Page extract =>
Wolfinger and Kerr did their research, reading through mounds of court documents. They conducted more than 100 interviews with retired agents, police officers and deputies, along with current law enforcement, attorneys and prosecutors and with the help of Jerry Seper, a Washington Times reporter, wrote a book that will set the record straight about Paul Rico, who, unfairly, wasn’t presumed innocent and died before his case could even be brought to trial.

Both Wolfinger and Kerr met with Rico’s wife and family and decided that if any of their ‘digging’ uncovered evidence suggesting Rico’s guilt in the conspiracy to murder Roger Wheeler, a Tulsa multimillionaire businessman, and John B. Callahan, once the president of World Jai Alai Inc., they would forgo the book project to prevent the Rico family from suffering any more pain. But what they uncovered is a murder-mystery that spins a tale of revenge, lies and corruption, all supported by factual evidence and makes the reader conclude that truth and justice did not prevail in the Paul Rico case. Every bit of evidence, corroborated by the authors, sheds light to the fact that Paul Rico was never guilty of any wrong doing or misconduct. Paul Rico was only guilty of bringing down the La Cosa Nostra and for that he paid a terrible price.

Set problem =>
Reproduce the passage about the book on Paul Rico word for word.

Information provided =>
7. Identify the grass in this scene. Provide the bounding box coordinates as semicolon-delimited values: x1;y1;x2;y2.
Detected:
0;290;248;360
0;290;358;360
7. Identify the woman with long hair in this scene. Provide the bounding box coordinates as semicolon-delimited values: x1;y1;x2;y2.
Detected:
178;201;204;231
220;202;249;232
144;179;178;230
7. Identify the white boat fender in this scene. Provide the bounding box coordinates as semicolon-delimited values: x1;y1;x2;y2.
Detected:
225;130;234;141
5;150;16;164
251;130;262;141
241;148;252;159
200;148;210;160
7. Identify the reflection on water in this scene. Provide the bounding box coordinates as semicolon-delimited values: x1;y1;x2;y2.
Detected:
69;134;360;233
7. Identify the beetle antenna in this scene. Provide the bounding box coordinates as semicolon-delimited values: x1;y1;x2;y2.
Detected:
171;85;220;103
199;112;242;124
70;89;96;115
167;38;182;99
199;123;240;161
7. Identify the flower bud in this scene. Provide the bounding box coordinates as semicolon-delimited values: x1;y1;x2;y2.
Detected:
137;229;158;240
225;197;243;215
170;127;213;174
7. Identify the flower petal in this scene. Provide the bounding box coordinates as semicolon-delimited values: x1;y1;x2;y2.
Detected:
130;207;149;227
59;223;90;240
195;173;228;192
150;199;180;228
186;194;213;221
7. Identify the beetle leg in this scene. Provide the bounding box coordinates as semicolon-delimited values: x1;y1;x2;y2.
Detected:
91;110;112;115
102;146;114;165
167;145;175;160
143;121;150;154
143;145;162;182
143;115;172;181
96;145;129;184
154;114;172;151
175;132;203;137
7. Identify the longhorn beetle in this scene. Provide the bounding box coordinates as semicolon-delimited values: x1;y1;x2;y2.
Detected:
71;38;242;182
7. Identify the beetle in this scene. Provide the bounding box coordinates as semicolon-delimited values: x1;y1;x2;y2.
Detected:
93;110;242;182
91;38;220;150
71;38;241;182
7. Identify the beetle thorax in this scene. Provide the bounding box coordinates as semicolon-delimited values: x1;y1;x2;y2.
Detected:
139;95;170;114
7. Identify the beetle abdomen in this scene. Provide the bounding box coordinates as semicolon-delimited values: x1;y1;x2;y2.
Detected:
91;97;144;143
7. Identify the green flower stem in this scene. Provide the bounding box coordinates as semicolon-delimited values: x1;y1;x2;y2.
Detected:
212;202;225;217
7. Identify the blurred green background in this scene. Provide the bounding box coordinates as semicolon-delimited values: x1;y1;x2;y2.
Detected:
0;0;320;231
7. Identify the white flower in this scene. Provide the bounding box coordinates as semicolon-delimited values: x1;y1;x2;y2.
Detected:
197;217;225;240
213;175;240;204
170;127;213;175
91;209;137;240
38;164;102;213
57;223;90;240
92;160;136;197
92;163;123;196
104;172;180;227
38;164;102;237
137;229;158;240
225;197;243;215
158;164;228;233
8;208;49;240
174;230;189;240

Expected output =>
Wolfinger and Kerr did their research, reading through mounds of court documents. They conducted more than 100 interviews with retired agents, police officers and deputies, along with current law enforcement, attorneys and prosecutors and with the help of Jerry Seper, a Washington Times reporter, wrote a book that will set the record straight about Paul Rico, who, unfairly, wasn’t presumed innocent and died before his case could even be brought to trial.

Both Wolfinger and Kerr met with Rico’s wife and family and decided that if any of their ‘digging’ uncovered evidence suggesting Rico’s guilt in the conspiracy to murder Roger Wheeler, a Tulsa multimillionaire businessman, and John B. Callahan, once the president of World Jai Alai Inc., they would forgo the book project to prevent the Rico family from suffering any more pain. But what they uncovered is a murder-mystery that spins a tale of revenge, lies and corruption, all supported by factual evidence and makes the reader conclude that truth and justice did not prevail in the Paul Rico case. Every bit of evidence, corroborated by the authors, sheds light to the fact that Paul Rico was never guilty of any wrong doing or misconduct. Paul Rico was only guilty of bringing down the La Cosa Nostra and for that he paid a terrible price.